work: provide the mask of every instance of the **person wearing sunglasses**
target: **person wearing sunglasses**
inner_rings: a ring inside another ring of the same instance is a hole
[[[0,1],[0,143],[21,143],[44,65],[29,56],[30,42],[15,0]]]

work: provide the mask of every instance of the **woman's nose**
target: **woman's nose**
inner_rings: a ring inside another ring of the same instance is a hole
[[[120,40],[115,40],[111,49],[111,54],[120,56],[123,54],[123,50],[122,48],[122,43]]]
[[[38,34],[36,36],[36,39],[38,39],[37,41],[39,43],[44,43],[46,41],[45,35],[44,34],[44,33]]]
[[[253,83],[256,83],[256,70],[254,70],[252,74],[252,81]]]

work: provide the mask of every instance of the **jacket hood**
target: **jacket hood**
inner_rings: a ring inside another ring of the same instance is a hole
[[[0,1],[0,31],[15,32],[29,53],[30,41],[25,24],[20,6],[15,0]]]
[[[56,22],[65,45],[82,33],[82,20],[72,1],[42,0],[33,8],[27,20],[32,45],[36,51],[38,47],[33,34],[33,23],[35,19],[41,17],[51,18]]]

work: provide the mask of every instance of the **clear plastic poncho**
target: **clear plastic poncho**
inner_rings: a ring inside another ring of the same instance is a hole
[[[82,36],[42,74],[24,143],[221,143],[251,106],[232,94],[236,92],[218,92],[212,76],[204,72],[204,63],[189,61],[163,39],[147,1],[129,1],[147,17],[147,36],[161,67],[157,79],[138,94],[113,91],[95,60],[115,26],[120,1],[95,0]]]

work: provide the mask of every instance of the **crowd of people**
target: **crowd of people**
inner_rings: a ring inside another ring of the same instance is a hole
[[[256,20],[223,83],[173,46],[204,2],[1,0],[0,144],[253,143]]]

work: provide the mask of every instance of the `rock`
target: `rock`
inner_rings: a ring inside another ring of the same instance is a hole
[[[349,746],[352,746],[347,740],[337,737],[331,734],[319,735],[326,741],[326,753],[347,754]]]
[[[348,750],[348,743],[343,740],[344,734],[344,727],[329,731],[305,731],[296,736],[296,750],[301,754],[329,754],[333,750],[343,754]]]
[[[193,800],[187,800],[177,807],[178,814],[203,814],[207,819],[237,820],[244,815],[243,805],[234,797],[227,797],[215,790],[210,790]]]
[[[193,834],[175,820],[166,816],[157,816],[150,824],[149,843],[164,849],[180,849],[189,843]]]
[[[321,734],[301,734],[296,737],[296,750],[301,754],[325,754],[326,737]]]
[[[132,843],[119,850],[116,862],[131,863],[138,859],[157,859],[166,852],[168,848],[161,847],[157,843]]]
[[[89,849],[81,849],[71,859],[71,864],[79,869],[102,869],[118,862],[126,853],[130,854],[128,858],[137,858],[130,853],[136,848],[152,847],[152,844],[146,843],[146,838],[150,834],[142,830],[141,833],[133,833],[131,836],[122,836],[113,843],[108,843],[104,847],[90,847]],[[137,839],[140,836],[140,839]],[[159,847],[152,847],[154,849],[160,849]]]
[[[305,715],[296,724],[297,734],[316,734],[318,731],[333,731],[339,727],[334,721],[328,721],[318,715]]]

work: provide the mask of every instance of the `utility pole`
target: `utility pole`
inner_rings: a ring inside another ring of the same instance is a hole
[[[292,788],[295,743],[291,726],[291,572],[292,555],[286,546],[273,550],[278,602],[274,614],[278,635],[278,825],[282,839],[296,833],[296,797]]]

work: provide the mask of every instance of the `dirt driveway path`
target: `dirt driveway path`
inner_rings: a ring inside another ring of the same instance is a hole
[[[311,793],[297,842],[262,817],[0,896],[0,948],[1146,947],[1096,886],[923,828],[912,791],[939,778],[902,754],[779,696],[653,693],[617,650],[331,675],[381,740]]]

* * * * *

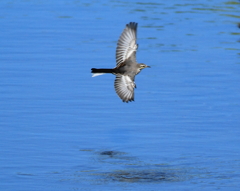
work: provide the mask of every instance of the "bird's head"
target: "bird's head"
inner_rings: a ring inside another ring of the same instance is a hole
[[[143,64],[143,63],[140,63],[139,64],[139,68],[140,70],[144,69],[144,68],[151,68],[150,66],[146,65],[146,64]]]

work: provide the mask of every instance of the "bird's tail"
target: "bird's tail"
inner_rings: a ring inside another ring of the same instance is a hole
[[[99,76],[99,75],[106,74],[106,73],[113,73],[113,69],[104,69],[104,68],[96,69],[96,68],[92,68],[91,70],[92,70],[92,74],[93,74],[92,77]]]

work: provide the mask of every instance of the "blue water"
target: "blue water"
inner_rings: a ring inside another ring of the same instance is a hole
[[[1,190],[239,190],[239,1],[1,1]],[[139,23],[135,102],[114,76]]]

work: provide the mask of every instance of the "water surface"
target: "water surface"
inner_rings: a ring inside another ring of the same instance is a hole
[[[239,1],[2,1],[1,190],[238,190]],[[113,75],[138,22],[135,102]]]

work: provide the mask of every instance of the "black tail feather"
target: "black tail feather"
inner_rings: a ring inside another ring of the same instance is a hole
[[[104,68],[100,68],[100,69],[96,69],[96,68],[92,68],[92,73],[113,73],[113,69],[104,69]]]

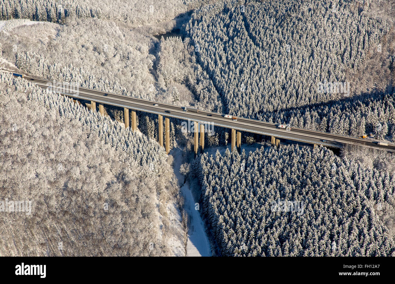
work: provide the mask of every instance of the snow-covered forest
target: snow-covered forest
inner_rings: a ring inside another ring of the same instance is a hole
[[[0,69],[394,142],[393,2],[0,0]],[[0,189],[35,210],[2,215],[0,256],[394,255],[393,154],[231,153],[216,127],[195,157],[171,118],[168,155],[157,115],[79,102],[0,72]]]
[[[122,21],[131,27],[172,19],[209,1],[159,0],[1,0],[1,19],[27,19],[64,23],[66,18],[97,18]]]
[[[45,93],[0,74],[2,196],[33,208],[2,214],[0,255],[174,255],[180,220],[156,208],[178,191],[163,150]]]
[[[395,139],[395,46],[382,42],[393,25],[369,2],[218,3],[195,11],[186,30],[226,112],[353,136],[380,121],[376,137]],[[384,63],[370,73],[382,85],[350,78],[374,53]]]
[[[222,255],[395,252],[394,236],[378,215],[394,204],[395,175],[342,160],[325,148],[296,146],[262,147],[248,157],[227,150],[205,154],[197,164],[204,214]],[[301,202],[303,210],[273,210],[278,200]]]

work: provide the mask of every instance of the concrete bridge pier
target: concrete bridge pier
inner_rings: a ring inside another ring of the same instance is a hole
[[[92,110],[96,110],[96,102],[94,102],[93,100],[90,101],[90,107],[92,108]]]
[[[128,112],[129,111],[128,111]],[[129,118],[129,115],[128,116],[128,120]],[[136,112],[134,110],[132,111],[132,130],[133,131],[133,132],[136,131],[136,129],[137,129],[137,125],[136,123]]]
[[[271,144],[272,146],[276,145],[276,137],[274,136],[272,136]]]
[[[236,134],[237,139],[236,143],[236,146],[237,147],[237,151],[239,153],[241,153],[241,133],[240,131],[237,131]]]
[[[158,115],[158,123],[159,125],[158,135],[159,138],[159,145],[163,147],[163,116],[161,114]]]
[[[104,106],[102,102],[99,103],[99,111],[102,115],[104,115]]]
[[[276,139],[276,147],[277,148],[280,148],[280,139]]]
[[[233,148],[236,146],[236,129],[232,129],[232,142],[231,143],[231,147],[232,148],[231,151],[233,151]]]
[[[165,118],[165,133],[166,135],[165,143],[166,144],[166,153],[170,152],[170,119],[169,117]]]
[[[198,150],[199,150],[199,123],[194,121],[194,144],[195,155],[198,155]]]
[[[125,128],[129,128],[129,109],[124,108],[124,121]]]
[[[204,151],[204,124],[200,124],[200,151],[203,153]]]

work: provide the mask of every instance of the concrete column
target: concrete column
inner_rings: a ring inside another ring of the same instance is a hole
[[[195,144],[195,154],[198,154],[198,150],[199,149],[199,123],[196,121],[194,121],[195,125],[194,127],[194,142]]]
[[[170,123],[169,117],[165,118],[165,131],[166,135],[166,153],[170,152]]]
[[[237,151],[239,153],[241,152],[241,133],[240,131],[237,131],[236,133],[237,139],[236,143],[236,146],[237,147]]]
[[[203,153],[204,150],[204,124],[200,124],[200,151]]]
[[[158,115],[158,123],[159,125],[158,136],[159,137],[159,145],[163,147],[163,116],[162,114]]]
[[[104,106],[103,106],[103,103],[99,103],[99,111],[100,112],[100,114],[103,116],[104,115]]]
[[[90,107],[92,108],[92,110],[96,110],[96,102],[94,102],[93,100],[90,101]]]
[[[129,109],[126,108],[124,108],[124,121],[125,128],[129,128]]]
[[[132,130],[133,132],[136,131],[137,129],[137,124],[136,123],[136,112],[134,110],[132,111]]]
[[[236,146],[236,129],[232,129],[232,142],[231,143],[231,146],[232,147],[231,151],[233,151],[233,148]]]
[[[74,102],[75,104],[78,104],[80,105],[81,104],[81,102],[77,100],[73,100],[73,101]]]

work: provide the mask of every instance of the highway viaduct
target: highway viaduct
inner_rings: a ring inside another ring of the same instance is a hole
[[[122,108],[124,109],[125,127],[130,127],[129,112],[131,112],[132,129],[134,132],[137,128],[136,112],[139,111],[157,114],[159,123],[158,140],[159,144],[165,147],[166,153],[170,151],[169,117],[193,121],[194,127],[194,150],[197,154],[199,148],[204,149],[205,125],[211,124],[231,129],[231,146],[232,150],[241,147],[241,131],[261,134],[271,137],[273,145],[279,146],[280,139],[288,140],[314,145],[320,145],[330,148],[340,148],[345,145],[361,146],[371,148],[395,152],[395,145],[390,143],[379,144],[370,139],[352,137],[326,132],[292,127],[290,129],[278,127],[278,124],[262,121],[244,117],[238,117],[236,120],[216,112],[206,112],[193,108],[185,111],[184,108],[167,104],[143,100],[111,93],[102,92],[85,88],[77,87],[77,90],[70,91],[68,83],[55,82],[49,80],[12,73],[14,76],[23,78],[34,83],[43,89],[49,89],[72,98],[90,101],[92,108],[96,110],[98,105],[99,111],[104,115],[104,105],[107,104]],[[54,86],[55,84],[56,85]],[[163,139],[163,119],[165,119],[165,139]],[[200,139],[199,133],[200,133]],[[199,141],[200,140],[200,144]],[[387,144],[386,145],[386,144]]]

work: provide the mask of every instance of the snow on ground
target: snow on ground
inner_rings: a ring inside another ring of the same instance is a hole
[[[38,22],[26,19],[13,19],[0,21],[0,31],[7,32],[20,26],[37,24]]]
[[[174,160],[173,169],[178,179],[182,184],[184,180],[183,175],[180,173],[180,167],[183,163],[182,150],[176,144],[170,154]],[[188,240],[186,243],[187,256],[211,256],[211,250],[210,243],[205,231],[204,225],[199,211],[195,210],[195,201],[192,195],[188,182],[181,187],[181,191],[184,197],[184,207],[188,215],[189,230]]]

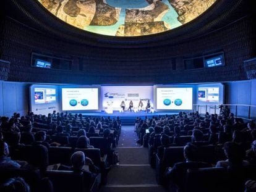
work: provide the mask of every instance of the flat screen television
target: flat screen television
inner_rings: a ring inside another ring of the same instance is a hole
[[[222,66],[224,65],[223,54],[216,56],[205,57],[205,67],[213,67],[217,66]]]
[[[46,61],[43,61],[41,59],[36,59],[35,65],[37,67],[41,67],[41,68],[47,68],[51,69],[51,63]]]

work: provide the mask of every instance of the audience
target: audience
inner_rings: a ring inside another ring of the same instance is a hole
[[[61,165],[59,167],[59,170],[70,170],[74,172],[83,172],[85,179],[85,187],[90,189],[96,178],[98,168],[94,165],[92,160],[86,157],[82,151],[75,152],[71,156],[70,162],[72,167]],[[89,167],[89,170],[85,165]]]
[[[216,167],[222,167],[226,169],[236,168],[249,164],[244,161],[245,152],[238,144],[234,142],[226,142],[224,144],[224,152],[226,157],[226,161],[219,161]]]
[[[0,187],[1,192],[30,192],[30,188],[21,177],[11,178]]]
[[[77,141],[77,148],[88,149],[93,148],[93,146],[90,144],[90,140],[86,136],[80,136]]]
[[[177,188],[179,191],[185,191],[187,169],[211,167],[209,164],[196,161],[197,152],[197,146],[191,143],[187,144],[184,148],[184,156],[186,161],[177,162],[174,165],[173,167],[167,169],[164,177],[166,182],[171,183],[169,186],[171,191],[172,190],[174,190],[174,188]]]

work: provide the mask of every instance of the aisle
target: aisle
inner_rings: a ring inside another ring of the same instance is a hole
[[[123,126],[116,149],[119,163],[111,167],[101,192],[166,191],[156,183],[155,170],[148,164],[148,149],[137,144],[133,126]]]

* * * * *

> _Given problem_: Reproduce the lines from the line with "work: provide the mask of every instance of the audience" to the line with "[[[0,187],[1,192],[30,192],[30,188],[21,177],[11,178]]]", both included, leaving the request lines unchanged and lowering every coordinate in the answers by 14.

> _Task solution_:
work: provide the mask of every instance of the audience
target: audience
inner_rings: a ring inside another ring of the same instance is a hole
[[[47,151],[45,153],[45,156],[56,156],[60,158],[69,158],[71,165],[71,173],[76,175],[82,164],[84,154],[80,151],[78,146],[72,143],[68,137],[61,138],[57,142],[56,148],[58,153]],[[75,153],[75,156],[71,151]]]
[[[202,153],[208,153],[212,155],[222,154],[235,150],[230,147],[231,138],[224,130],[220,128],[212,128],[210,130],[210,138],[212,143],[212,147],[205,147]]]
[[[-14,173],[-13,178],[16,178],[16,174],[7,163],[-3,164]]]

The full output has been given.